__INSTRUCTION__
Print the line that contains "on the dark" and every line after it through the last line of the records below, exactly as written and nothing else.

-*-*-

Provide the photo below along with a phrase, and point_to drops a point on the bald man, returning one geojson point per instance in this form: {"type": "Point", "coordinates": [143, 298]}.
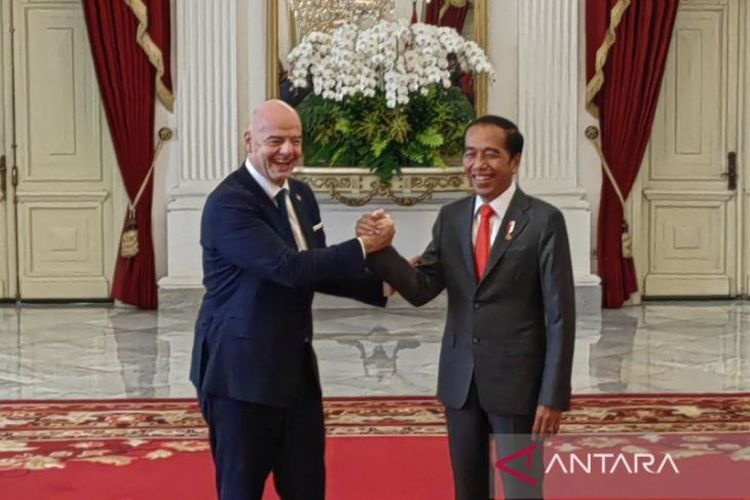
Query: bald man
{"type": "Point", "coordinates": [253, 365]}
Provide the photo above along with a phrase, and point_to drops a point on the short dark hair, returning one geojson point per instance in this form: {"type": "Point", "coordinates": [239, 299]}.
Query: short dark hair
{"type": "Point", "coordinates": [513, 138]}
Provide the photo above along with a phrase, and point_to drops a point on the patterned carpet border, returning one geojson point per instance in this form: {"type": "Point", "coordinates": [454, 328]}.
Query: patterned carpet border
{"type": "Point", "coordinates": [180, 418]}
{"type": "Point", "coordinates": [39, 435]}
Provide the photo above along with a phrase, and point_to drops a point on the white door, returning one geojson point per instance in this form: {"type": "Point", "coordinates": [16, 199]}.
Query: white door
{"type": "Point", "coordinates": [7, 232]}
{"type": "Point", "coordinates": [69, 199]}
{"type": "Point", "coordinates": [689, 213]}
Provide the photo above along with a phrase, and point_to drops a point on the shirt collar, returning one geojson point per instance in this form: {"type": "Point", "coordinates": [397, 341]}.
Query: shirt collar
{"type": "Point", "coordinates": [501, 203]}
{"type": "Point", "coordinates": [269, 187]}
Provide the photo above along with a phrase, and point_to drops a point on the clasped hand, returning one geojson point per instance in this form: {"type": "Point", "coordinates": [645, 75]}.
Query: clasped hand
{"type": "Point", "coordinates": [376, 230]}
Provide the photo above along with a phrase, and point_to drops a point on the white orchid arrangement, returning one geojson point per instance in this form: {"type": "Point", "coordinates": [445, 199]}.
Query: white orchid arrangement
{"type": "Point", "coordinates": [392, 56]}
{"type": "Point", "coordinates": [383, 97]}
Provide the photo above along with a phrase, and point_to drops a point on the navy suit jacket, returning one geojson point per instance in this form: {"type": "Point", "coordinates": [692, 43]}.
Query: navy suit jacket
{"type": "Point", "coordinates": [256, 314]}
{"type": "Point", "coordinates": [514, 330]}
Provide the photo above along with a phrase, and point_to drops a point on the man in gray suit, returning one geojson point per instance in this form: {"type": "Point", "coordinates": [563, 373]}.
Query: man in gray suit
{"type": "Point", "coordinates": [507, 349]}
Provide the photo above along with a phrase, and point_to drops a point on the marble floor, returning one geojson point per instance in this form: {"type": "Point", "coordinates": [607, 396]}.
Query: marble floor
{"type": "Point", "coordinates": [102, 351]}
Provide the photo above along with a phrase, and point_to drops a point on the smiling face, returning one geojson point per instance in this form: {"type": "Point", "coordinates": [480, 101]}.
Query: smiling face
{"type": "Point", "coordinates": [274, 141]}
{"type": "Point", "coordinates": [487, 162]}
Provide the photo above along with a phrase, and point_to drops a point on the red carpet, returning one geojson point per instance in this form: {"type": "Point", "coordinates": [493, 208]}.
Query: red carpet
{"type": "Point", "coordinates": [385, 448]}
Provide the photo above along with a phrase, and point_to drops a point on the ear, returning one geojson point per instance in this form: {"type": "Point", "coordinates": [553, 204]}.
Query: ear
{"type": "Point", "coordinates": [248, 142]}
{"type": "Point", "coordinates": [515, 162]}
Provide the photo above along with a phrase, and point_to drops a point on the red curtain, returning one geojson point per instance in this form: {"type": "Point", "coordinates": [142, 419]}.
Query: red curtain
{"type": "Point", "coordinates": [626, 102]}
{"type": "Point", "coordinates": [453, 16]}
{"type": "Point", "coordinates": [127, 86]}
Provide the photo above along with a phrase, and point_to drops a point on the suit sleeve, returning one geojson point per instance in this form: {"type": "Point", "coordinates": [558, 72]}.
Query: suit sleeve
{"type": "Point", "coordinates": [417, 285]}
{"type": "Point", "coordinates": [558, 291]}
{"type": "Point", "coordinates": [246, 240]}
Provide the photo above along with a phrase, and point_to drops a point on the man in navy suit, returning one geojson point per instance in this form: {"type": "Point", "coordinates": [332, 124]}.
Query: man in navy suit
{"type": "Point", "coordinates": [253, 365]}
{"type": "Point", "coordinates": [507, 352]}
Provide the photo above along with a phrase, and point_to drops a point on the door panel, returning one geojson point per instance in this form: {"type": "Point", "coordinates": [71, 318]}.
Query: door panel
{"type": "Point", "coordinates": [7, 230]}
{"type": "Point", "coordinates": [689, 212]}
{"type": "Point", "coordinates": [66, 165]}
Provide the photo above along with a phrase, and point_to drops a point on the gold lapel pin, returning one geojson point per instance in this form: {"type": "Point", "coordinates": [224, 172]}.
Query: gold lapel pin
{"type": "Point", "coordinates": [509, 230]}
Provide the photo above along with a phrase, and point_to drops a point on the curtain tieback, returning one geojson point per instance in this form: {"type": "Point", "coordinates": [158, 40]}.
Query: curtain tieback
{"type": "Point", "coordinates": [592, 133]}
{"type": "Point", "coordinates": [129, 239]}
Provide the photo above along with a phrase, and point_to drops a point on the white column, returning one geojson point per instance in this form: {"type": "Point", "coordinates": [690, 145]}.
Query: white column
{"type": "Point", "coordinates": [549, 87]}
{"type": "Point", "coordinates": [548, 91]}
{"type": "Point", "coordinates": [207, 130]}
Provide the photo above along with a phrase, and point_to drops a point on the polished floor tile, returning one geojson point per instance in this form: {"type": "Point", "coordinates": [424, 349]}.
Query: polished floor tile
{"type": "Point", "coordinates": [82, 352]}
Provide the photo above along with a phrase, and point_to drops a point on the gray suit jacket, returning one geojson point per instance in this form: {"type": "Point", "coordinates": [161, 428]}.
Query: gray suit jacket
{"type": "Point", "coordinates": [513, 331]}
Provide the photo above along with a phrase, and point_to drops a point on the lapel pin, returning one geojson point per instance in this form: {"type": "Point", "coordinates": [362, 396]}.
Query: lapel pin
{"type": "Point", "coordinates": [509, 230]}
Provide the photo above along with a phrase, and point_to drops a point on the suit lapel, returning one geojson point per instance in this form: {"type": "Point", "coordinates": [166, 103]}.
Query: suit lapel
{"type": "Point", "coordinates": [467, 243]}
{"type": "Point", "coordinates": [265, 203]}
{"type": "Point", "coordinates": [517, 216]}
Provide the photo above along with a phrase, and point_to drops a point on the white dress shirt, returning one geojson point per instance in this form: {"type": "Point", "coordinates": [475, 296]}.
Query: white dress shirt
{"type": "Point", "coordinates": [500, 206]}
{"type": "Point", "coordinates": [272, 190]}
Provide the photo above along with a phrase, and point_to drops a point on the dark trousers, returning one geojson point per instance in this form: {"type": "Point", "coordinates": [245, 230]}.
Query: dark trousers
{"type": "Point", "coordinates": [251, 440]}
{"type": "Point", "coordinates": [469, 432]}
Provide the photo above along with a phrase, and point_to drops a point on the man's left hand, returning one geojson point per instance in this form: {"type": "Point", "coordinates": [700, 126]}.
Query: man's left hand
{"type": "Point", "coordinates": [546, 422]}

-*-*-

__TASK SOLUTION__
Provide the photo above along with a phrase, and point_to drops a point on the dark trousers, returning one geojson point per instance in this form: {"type": "Point", "coordinates": [245, 230]}.
Query: dark trousers
{"type": "Point", "coordinates": [251, 440]}
{"type": "Point", "coordinates": [469, 432]}
Provide the photo above along with a phrase, and point_to drops a point on the man's left hand, returning one geojson point per instance in this form: {"type": "Point", "coordinates": [700, 126]}.
Query: man's left hand
{"type": "Point", "coordinates": [546, 422]}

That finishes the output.